#### [Records provided]
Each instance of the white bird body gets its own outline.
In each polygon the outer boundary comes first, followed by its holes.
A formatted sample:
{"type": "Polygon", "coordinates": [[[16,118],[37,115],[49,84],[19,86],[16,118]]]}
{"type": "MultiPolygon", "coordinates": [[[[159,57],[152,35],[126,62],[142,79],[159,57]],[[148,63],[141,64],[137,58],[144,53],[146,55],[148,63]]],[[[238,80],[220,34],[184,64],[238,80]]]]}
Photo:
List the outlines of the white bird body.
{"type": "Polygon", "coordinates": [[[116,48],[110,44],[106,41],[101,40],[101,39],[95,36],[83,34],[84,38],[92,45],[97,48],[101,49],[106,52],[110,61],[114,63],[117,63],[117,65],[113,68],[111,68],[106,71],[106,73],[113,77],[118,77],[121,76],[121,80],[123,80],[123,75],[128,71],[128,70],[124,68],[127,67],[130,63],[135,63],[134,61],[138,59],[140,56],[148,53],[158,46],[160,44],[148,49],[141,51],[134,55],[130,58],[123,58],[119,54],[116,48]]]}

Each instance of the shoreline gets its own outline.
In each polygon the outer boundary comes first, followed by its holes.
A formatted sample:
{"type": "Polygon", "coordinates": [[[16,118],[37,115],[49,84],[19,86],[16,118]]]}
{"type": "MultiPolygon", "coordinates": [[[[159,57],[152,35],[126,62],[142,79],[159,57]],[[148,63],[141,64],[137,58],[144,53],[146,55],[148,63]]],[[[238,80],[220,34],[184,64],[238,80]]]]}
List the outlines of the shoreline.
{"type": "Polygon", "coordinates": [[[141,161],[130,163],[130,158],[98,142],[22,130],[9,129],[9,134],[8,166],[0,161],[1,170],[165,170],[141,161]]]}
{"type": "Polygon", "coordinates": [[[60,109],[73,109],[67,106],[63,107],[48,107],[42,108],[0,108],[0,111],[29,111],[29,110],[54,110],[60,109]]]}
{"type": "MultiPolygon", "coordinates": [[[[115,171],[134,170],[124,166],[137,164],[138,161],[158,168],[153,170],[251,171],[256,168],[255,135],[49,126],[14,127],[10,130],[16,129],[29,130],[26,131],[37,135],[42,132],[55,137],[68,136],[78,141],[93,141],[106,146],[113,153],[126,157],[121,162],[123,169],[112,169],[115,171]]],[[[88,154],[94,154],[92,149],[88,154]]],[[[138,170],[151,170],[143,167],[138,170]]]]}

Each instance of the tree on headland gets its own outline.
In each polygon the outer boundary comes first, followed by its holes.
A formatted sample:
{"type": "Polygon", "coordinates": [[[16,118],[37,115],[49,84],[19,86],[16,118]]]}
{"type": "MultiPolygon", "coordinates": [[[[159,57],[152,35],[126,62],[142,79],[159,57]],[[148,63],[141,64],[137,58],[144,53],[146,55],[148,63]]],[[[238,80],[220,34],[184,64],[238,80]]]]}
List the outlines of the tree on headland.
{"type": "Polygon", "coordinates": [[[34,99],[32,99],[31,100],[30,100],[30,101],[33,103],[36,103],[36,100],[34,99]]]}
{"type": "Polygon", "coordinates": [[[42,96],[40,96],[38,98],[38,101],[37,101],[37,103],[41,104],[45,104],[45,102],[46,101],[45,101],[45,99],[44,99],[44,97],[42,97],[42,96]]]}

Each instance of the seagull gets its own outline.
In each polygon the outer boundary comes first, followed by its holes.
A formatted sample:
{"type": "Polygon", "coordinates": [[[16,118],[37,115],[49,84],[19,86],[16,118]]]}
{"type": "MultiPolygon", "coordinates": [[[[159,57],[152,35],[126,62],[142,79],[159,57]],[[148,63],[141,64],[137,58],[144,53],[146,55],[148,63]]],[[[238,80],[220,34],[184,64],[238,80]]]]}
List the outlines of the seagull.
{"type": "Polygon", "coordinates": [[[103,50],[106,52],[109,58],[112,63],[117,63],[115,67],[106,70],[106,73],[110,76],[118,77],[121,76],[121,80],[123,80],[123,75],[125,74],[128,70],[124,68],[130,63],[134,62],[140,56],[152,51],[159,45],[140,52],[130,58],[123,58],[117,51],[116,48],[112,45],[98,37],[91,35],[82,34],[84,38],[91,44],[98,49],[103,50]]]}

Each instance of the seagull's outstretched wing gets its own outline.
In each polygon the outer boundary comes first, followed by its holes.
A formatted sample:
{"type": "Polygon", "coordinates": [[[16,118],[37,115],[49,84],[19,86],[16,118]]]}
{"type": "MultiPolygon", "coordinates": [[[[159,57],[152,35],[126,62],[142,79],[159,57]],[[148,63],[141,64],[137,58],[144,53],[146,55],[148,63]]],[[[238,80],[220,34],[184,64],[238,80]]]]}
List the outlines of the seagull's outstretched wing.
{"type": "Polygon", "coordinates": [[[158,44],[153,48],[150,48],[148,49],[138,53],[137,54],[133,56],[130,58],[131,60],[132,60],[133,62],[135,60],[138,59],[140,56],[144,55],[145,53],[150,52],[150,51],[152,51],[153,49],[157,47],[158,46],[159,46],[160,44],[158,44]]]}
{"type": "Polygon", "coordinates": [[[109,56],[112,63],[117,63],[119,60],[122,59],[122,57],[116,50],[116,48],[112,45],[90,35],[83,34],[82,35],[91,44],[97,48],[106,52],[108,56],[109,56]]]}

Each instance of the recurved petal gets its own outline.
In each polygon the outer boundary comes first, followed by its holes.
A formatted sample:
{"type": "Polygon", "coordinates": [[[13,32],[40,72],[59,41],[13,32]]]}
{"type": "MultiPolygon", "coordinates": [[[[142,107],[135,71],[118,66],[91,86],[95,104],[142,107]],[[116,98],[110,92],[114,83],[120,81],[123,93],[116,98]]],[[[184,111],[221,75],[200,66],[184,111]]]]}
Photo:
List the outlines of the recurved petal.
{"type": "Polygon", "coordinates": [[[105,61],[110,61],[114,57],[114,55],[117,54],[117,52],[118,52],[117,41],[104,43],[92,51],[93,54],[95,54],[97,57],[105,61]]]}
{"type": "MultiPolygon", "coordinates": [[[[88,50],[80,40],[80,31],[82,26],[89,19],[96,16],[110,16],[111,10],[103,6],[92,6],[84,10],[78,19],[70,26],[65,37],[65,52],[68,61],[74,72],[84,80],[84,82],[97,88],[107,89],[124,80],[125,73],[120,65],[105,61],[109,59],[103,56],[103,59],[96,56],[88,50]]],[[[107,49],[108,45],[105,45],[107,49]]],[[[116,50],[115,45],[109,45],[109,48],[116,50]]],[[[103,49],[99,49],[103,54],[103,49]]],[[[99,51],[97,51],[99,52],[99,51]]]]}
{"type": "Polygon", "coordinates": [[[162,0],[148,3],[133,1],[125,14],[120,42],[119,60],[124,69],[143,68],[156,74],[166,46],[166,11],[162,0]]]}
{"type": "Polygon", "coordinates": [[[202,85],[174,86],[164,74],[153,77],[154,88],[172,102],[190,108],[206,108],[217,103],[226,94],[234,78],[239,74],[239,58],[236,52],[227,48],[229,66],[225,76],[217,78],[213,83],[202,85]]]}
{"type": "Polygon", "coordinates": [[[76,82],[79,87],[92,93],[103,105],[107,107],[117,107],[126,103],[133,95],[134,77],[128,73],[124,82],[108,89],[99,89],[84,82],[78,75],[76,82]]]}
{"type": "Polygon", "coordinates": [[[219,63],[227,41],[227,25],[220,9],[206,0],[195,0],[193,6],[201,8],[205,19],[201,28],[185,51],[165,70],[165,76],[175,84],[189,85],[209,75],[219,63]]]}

#### [Work to complete]
Can you reproduce all of the rows above word for word?

#### [Solved exercise]
Each instance of the white bird body gets its own outline.
In each polygon the outer boundary comes first, followed by its holes.
A formatted sample:
{"type": "Polygon", "coordinates": [[[16,118],[37,115],[49,84],[19,86],[16,118]]]}
{"type": "MultiPolygon", "coordinates": [[[[159,57],[152,35],[126,62],[142,79],[159,57]],[[148,63],[141,64],[137,58],[144,53],[146,55],[148,63]]],[[[238,80],[220,34],[184,64],[238,80]]]]}
Photo:
List the outlines of the white bird body.
{"type": "Polygon", "coordinates": [[[116,48],[110,44],[106,41],[101,40],[101,39],[95,36],[83,34],[84,38],[92,45],[97,48],[101,49],[106,52],[110,61],[114,63],[117,63],[117,65],[113,68],[111,68],[106,71],[106,73],[113,77],[118,77],[121,76],[121,80],[123,80],[123,75],[128,71],[128,70],[124,68],[127,67],[130,63],[135,63],[134,61],[138,59],[140,56],[148,53],[158,46],[160,44],[148,49],[141,51],[134,55],[130,58],[123,58],[119,54],[116,48]]]}

Each instance of the shoreline gets its own outline.
In each polygon the outer boundary comes first, followed by its holes.
A formatted sample:
{"type": "Polygon", "coordinates": [[[16,118],[37,115],[49,84],[19,86],[16,118]]]}
{"type": "MultiPolygon", "coordinates": [[[[159,57],[152,35],[126,62],[142,79],[159,57]],[[148,63],[141,64],[137,58],[144,53],[146,55],[148,63]]],[[[238,80],[220,34],[184,64],[238,80]]]]}
List the outlines of the shoreline.
{"type": "Polygon", "coordinates": [[[141,161],[130,163],[130,158],[98,142],[22,130],[9,129],[9,134],[8,166],[0,161],[1,170],[165,170],[141,161]]]}
{"type": "Polygon", "coordinates": [[[60,109],[73,109],[67,106],[63,107],[48,107],[42,108],[0,108],[0,111],[29,111],[29,110],[54,110],[60,109]]]}
{"type": "MultiPolygon", "coordinates": [[[[115,171],[134,170],[124,166],[137,164],[138,161],[158,168],[153,170],[251,171],[256,168],[255,135],[49,126],[14,127],[10,130],[16,129],[29,130],[26,131],[37,135],[42,132],[55,137],[68,136],[78,141],[93,141],[106,146],[113,153],[126,157],[121,162],[123,169],[112,169],[115,171]]],[[[88,154],[94,154],[92,149],[88,154]]],[[[138,170],[151,170],[143,167],[138,170]]]]}

Each instance of the tree on headland gets its own outline.
In each polygon the outer boundary comes first, followed by its holes.
A formatted sample:
{"type": "Polygon", "coordinates": [[[16,118],[37,115],[49,84],[19,86],[16,118]]]}
{"type": "MultiPolygon", "coordinates": [[[[159,57],[152,35],[126,62],[142,79],[159,57]],[[148,63],[141,64],[137,58],[144,53],[146,55],[148,63]]],[[[238,80],[220,34],[184,64],[238,80]]]]}
List the outlines of the tree on headland.
{"type": "Polygon", "coordinates": [[[34,99],[32,99],[31,100],[30,100],[30,101],[33,103],[36,103],[36,100],[34,99]]]}
{"type": "Polygon", "coordinates": [[[42,96],[40,96],[38,98],[38,101],[37,101],[37,103],[41,104],[45,104],[45,102],[46,101],[45,101],[45,99],[44,99],[44,97],[42,97],[42,96]]]}

Each instance of the seagull gets its own outline.
In each polygon the outer boundary comes first, followed by its holes.
A formatted sample:
{"type": "Polygon", "coordinates": [[[16,118],[37,115],[49,84],[19,86],[16,118]]]}
{"type": "MultiPolygon", "coordinates": [[[[159,57],[152,35],[126,62],[142,79],[159,57]],[[148,63],[141,64],[137,58],[144,53],[146,55],[148,63]]],[[[238,80],[220,34],[184,64],[238,80]]]]}
List the outlines of the seagull.
{"type": "Polygon", "coordinates": [[[103,50],[106,52],[109,58],[112,63],[117,63],[115,67],[106,70],[106,73],[110,76],[118,77],[121,76],[121,80],[123,80],[123,75],[125,74],[128,70],[124,68],[130,63],[134,62],[140,56],[152,51],[159,45],[140,52],[130,58],[123,58],[117,51],[116,48],[112,45],[98,37],[91,35],[82,34],[84,38],[91,44],[98,49],[103,50]]]}

Each instance of the seagull's outstretched wing gets its own outline.
In each polygon the outer boundary comes first, followed by its holes.
A formatted sample:
{"type": "Polygon", "coordinates": [[[16,118],[37,115],[49,84],[19,86],[16,118]]]}
{"type": "MultiPolygon", "coordinates": [[[[159,57],[152,35],[126,62],[142,79],[159,57]],[[148,63],[141,64],[137,58],[144,53],[146,55],[148,63]]],[[[238,80],[220,34],[184,64],[238,80]]]]}
List the outlines of the seagull's outstretched wing.
{"type": "Polygon", "coordinates": [[[158,44],[153,48],[150,48],[148,49],[138,53],[137,54],[133,56],[130,58],[131,60],[132,60],[133,62],[135,60],[138,59],[140,56],[144,55],[145,53],[150,52],[150,51],[152,51],[153,49],[157,47],[158,46],[159,46],[160,44],[158,44]]]}
{"type": "Polygon", "coordinates": [[[109,56],[112,63],[117,63],[119,60],[122,59],[122,57],[116,50],[116,48],[112,45],[90,35],[83,34],[82,35],[91,44],[97,48],[106,52],[108,56],[109,56]]]}

Each instance of the recurved petal gets its own outline.
In each polygon the outer boundary comes first, followed by its holes.
A formatted sample:
{"type": "Polygon", "coordinates": [[[13,32],[40,72],[59,41],[13,32]]]}
{"type": "MultiPolygon", "coordinates": [[[[142,107],[135,71],[118,66],[91,86],[95,104],[142,107]],[[116,98],[110,92],[114,83],[120,81],[123,93],[116,98]]],[[[184,111],[221,75],[200,66],[184,111]]]]}
Photo:
List the outlines of the recurved petal.
{"type": "Polygon", "coordinates": [[[105,61],[110,61],[114,57],[114,55],[117,54],[117,52],[118,52],[117,41],[104,43],[92,51],[93,54],[95,54],[97,57],[105,61]]]}
{"type": "MultiPolygon", "coordinates": [[[[88,50],[80,40],[80,31],[82,26],[89,19],[96,16],[110,16],[111,10],[103,6],[92,6],[84,10],[78,19],[70,26],[65,37],[65,52],[68,61],[74,72],[84,80],[84,82],[97,88],[107,89],[124,80],[125,73],[120,65],[105,61],[109,59],[103,56],[103,59],[96,56],[88,50]]],[[[107,49],[108,45],[105,45],[107,49]]],[[[116,50],[115,45],[109,45],[109,48],[116,50]]],[[[103,49],[99,49],[103,54],[103,49]]],[[[99,51],[97,51],[99,52],[99,51]]]]}
{"type": "Polygon", "coordinates": [[[162,0],[148,3],[133,1],[125,14],[120,42],[119,60],[124,69],[143,68],[156,74],[166,46],[166,11],[162,0]]]}
{"type": "Polygon", "coordinates": [[[202,85],[174,86],[164,74],[153,77],[154,88],[172,102],[190,108],[206,108],[217,103],[226,94],[234,78],[239,74],[239,58],[236,52],[227,48],[229,66],[225,76],[217,78],[213,83],[202,85]]]}
{"type": "Polygon", "coordinates": [[[76,82],[79,87],[92,93],[103,105],[107,107],[117,107],[126,103],[133,95],[134,77],[128,73],[124,82],[108,89],[99,89],[84,82],[78,75],[76,82]]]}
{"type": "Polygon", "coordinates": [[[219,63],[227,41],[227,25],[220,9],[206,0],[195,0],[193,6],[201,8],[205,19],[201,28],[185,51],[165,70],[165,76],[175,84],[189,85],[209,75],[219,63]]]}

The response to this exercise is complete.